Aim of the task →
Because the pictures are not wanted, reproduce the rest of the records below exactly as they stand.

►

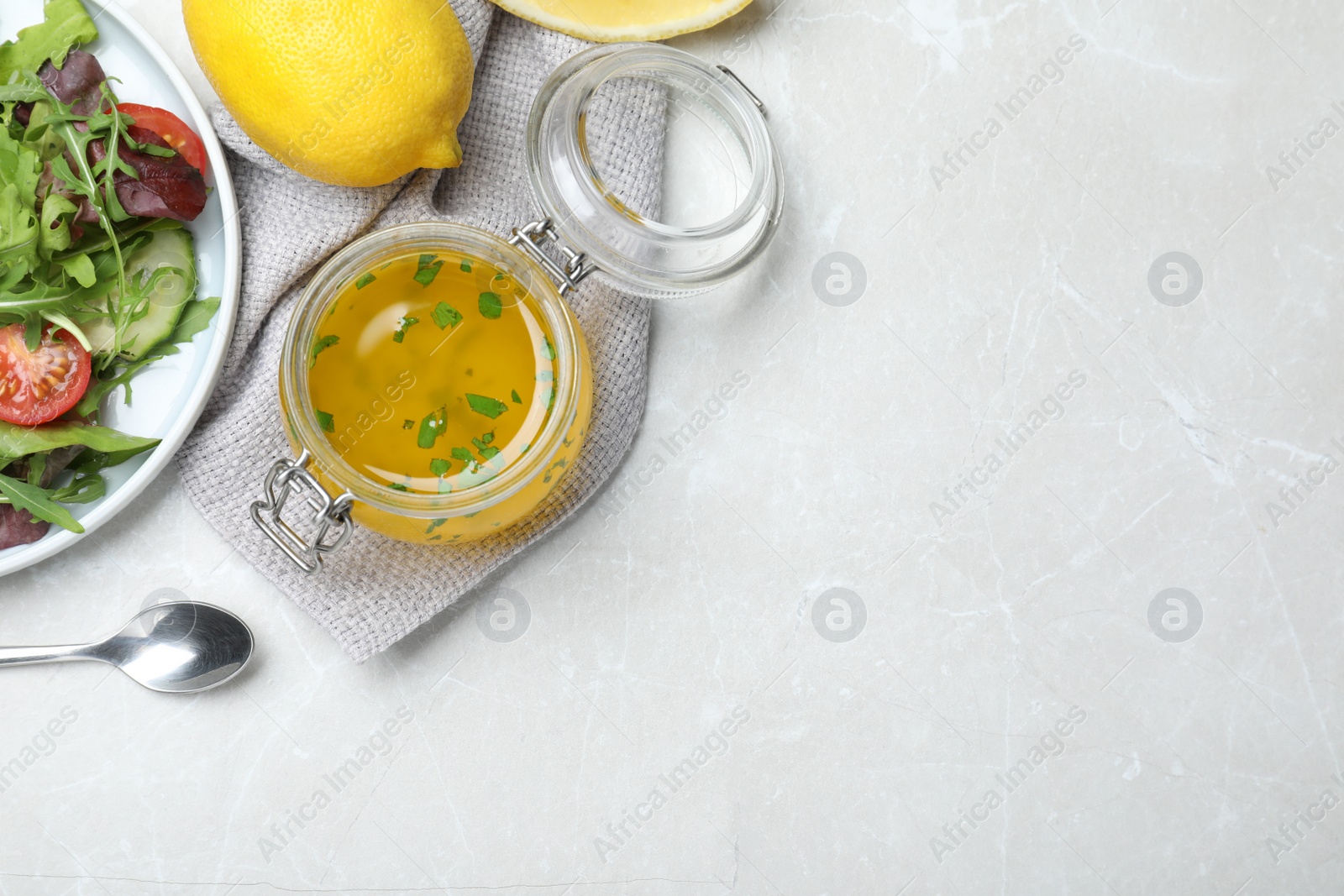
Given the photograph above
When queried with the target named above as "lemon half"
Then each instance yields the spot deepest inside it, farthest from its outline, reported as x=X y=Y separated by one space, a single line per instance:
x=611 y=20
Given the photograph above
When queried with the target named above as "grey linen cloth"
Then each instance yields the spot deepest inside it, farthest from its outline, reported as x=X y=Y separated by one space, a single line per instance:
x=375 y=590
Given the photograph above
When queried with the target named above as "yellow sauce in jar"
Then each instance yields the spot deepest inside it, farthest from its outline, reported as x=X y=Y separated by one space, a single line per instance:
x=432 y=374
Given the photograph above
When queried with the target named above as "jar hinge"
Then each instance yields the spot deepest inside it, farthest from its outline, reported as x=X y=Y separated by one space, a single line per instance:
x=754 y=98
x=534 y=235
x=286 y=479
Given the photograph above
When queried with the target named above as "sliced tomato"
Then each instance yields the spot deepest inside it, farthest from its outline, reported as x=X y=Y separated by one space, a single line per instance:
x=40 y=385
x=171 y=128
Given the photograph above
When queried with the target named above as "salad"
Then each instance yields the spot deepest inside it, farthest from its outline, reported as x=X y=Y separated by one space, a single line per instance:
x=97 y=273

◄

Expected output →
Given the photograph above
When queried with the target named above as "lemon half"
Then each instance yields the spot deepest inside it, farthest from its outline, reported as x=X y=Y separated by one space, a single line per instance:
x=611 y=20
Given the photograph above
When queried with the target named above as "grey linen cloth"
Then each instance yields the spot deepest inside it, farthest from its outline, reported as x=X y=Y separated by one space, a single line per instance:
x=375 y=590
Given the photograph above
When queried with the target named above as "yellow sauce in jar"
Then each instance yields the spot deepest inside it, farthest from its outline, reported as x=X y=Y separated by one space, a single line per instance:
x=432 y=374
Given the photograph above
When queried with the target named above as "jar hinge"
Then each instance yields the spot deepest inside it, farthest from its outline, reported as x=X y=Y separated by one space, a single line per instance:
x=754 y=98
x=534 y=235
x=286 y=479
Given the photograph above
When queried with the target named above as "sliced tomato"
Then each instance yields the spot deepest inside it, farthest from its outline, reported as x=X y=Y separated by one space, a single line per instance:
x=40 y=385
x=171 y=128
Given the photograph above
When queried with the target named above as "salad"
Then each instance yields the spot deepest inside it, farthest from its outline, reported as x=X y=Y separated by one space, a single line per instance:
x=97 y=273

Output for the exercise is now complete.